Excerpts from point annotation records:

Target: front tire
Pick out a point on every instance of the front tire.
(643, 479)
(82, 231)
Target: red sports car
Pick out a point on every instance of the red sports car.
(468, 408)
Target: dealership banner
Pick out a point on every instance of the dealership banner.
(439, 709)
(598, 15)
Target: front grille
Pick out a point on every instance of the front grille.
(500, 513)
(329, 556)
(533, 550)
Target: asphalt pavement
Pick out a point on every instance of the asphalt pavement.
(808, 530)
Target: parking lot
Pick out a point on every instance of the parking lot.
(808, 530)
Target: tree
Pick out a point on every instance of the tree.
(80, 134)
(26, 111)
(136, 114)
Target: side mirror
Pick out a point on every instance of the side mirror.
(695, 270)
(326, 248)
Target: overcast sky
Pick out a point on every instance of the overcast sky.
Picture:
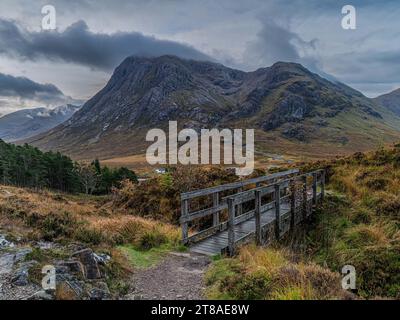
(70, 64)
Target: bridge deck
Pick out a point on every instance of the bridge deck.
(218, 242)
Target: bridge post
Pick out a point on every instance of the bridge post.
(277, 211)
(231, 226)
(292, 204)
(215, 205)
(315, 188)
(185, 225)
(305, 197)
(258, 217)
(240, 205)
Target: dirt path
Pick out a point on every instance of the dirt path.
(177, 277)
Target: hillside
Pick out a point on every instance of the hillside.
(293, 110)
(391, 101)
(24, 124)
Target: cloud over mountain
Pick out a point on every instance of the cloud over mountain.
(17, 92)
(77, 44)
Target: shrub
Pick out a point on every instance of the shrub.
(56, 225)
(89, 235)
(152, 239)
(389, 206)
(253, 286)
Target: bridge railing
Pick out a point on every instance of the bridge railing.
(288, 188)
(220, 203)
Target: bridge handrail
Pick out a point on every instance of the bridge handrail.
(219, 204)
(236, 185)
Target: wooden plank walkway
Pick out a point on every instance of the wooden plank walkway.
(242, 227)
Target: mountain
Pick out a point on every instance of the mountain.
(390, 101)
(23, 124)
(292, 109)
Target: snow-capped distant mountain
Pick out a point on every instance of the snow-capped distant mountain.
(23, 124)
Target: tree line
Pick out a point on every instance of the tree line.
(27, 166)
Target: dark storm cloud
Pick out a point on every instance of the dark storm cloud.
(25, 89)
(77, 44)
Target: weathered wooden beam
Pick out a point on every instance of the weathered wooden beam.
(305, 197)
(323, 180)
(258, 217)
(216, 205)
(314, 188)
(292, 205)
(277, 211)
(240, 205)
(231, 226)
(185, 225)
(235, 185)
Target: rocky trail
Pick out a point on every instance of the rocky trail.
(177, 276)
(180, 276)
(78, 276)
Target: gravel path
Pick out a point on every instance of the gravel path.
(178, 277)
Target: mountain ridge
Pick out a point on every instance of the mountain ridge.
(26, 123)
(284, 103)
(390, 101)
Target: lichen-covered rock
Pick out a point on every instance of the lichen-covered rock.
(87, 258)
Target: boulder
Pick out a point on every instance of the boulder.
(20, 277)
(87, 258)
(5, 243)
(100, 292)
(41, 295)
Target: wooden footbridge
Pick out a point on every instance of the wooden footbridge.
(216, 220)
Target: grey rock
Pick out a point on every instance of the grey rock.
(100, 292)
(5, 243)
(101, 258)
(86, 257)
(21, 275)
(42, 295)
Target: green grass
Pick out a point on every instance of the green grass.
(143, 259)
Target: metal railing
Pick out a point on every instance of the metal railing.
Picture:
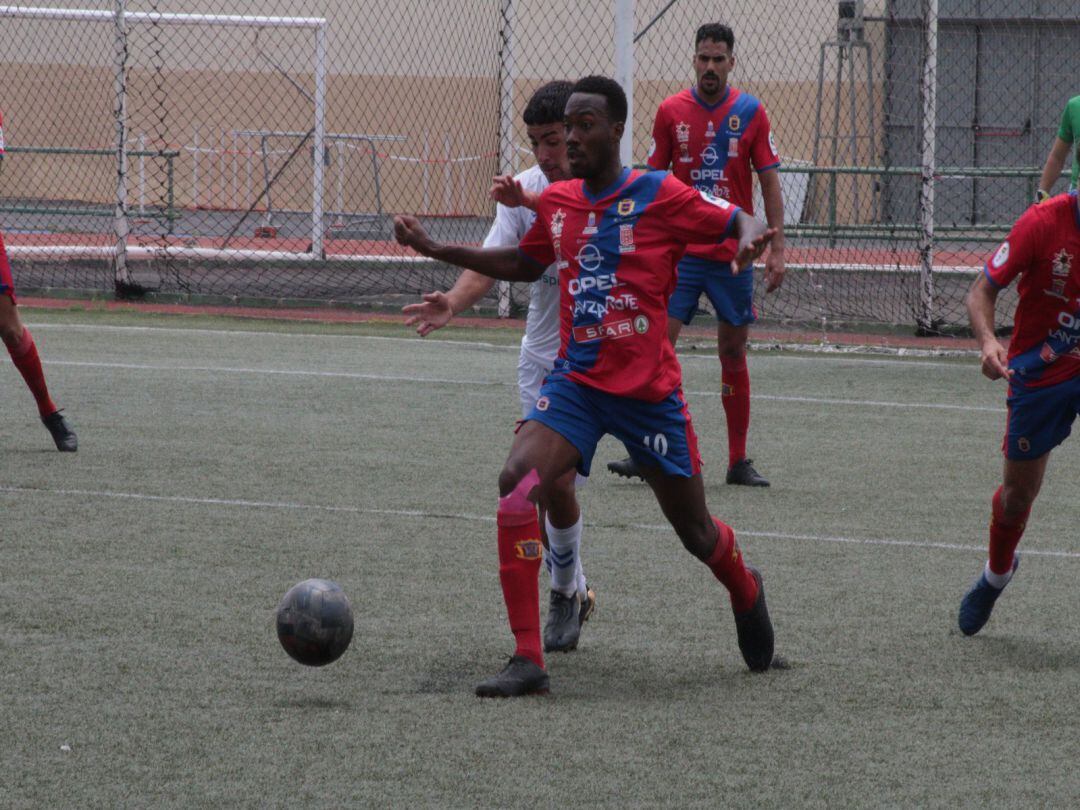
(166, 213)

==

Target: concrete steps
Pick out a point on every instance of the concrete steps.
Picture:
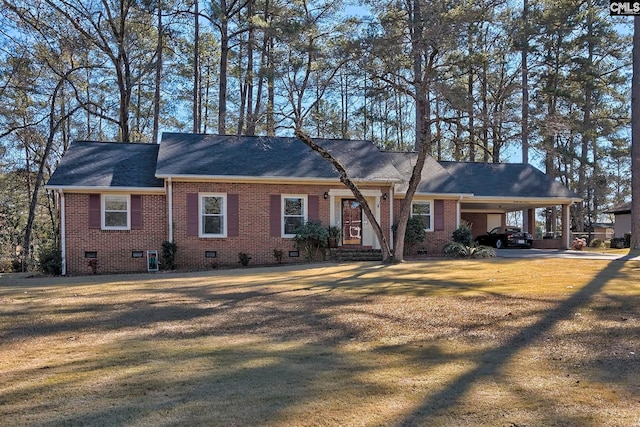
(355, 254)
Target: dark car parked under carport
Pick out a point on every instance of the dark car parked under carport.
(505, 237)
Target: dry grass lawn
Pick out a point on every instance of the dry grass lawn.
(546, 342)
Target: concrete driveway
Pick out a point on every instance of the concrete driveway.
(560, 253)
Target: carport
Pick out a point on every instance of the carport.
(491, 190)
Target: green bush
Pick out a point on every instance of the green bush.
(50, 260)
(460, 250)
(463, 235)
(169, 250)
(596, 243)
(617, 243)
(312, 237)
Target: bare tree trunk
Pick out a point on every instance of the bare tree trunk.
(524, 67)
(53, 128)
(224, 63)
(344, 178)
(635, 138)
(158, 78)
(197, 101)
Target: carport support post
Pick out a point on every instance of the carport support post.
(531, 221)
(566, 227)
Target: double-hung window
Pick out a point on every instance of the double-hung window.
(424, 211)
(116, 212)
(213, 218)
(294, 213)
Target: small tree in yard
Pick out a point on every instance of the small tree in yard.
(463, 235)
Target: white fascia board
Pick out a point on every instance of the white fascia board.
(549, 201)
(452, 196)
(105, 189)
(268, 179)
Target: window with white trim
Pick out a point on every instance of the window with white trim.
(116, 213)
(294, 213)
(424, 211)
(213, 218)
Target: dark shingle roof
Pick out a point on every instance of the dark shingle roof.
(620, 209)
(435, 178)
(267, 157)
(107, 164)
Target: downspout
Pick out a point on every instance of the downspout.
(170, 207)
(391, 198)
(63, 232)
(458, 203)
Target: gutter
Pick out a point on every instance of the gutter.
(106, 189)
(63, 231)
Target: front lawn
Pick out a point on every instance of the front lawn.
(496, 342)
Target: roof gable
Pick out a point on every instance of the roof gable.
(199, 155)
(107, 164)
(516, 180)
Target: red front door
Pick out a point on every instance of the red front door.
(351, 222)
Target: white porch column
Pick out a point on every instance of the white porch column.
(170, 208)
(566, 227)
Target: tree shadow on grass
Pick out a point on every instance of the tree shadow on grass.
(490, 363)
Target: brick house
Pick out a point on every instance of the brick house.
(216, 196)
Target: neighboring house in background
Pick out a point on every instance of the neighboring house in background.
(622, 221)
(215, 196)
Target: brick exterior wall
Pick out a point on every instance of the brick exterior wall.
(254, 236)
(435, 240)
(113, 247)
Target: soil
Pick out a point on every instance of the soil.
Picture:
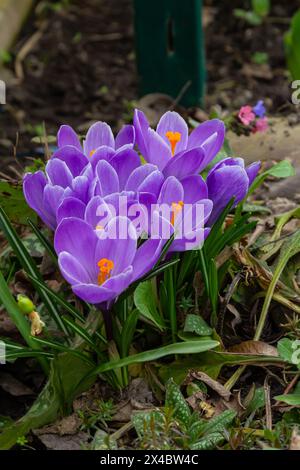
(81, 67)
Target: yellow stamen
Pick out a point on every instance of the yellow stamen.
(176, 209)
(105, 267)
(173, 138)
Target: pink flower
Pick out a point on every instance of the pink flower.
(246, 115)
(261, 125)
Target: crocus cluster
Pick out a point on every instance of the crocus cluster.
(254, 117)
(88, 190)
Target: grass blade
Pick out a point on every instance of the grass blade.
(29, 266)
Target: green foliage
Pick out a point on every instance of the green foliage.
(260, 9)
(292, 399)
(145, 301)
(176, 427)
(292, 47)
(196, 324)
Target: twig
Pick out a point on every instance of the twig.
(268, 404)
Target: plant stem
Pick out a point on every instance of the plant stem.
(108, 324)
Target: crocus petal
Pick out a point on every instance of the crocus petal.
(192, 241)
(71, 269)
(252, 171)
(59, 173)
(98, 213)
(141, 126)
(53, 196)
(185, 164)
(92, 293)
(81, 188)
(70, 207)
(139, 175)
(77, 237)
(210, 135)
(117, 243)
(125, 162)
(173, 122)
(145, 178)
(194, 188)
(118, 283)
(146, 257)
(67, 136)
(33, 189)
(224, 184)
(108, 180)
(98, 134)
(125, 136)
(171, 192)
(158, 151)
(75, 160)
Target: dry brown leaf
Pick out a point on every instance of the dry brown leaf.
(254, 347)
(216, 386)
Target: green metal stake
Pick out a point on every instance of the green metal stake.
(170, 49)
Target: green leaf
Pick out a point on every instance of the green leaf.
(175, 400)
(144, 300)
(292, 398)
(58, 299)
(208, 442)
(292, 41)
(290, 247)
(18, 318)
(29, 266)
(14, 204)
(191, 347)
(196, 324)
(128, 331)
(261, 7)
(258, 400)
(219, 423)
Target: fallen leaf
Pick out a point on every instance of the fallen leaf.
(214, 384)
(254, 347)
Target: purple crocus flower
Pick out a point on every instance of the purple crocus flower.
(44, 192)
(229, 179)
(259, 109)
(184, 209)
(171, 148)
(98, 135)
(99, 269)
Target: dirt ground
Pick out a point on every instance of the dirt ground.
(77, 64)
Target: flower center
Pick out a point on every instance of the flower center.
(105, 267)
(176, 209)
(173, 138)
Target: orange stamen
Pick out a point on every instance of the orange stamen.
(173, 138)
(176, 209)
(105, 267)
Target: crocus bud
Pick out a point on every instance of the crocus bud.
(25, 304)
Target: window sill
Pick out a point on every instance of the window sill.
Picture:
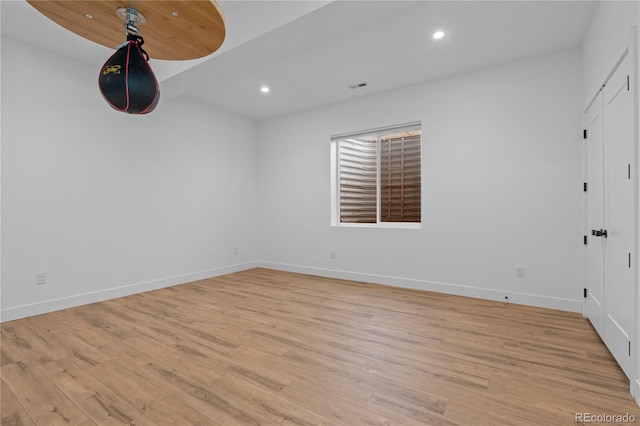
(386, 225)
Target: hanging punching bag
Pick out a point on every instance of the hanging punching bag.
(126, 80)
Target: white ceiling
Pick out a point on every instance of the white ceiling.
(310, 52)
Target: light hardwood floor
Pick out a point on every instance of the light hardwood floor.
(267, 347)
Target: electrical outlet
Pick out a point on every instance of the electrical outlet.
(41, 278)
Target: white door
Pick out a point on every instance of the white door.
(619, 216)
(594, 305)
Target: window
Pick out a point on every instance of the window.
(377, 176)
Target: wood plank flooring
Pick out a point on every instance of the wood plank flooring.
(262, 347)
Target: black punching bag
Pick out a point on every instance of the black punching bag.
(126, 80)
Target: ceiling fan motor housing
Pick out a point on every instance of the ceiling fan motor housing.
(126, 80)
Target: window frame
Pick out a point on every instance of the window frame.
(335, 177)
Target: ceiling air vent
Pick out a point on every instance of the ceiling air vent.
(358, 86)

---

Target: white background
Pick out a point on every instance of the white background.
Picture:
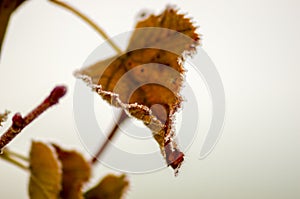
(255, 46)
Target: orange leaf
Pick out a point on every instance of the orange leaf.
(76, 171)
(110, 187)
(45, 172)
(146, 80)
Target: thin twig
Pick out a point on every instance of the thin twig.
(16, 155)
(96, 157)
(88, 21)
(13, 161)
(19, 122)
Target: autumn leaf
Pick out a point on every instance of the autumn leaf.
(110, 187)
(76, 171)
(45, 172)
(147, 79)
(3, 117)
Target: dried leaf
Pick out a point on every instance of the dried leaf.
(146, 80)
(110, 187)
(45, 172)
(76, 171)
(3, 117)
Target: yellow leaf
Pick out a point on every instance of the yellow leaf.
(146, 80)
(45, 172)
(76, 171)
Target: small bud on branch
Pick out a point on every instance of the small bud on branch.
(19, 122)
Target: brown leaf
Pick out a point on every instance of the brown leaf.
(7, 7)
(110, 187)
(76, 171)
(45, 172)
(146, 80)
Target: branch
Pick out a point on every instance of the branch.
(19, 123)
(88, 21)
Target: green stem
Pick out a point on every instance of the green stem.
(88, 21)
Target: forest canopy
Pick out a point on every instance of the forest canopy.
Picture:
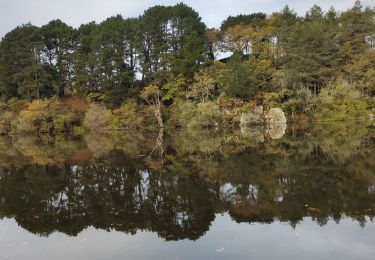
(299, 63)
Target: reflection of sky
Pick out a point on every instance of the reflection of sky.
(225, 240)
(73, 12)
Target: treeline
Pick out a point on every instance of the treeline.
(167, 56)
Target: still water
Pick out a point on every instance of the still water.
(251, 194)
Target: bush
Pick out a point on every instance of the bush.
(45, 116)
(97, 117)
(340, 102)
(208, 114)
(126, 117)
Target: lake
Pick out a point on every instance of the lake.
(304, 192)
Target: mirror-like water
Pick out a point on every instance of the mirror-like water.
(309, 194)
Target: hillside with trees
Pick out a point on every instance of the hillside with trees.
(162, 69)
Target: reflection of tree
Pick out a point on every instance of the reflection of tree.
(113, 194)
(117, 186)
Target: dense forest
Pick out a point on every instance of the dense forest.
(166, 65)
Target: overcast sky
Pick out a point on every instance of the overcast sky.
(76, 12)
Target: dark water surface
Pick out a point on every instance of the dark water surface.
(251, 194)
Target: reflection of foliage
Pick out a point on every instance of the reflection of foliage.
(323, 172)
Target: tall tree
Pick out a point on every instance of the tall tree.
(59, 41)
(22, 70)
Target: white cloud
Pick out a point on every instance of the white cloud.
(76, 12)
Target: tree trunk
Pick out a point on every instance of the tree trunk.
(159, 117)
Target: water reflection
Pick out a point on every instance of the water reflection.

What to produce — Output the lines of the records exactly as they appear, from the line with "Target: water reflection" up to and including the line with "Pick out a point on every instance of the water".

Problem solution —
Target: water reflection
Pick out a point on every instance of the water reflection.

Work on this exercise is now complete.